Task statement:
Using the entries that follow, collect the lines where the word "find" appears.

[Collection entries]
+ + + + + + +

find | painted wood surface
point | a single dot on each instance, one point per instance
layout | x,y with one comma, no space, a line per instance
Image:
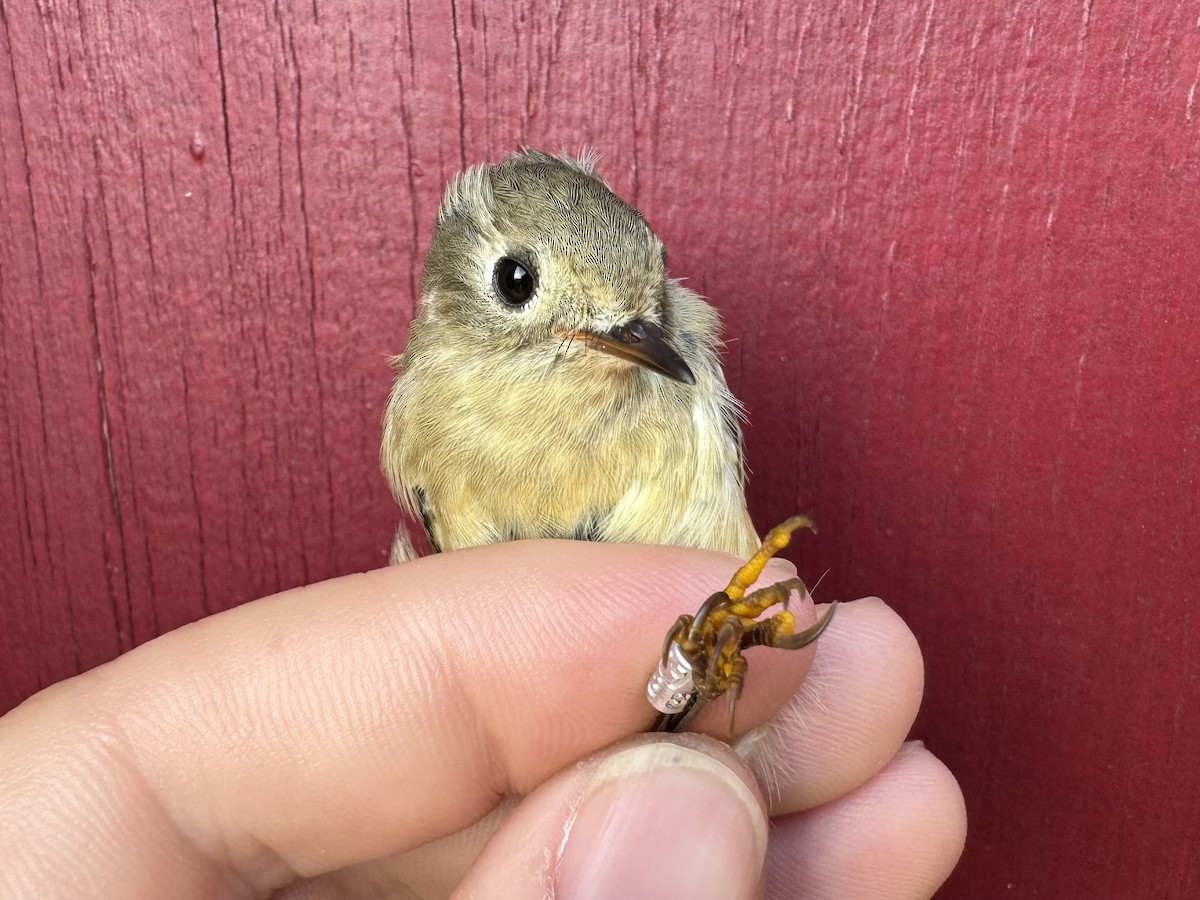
955,246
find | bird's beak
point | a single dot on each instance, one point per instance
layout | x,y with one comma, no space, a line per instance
641,342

+ + + + + + +

Response:
find | painted wood surface
find | bird's beak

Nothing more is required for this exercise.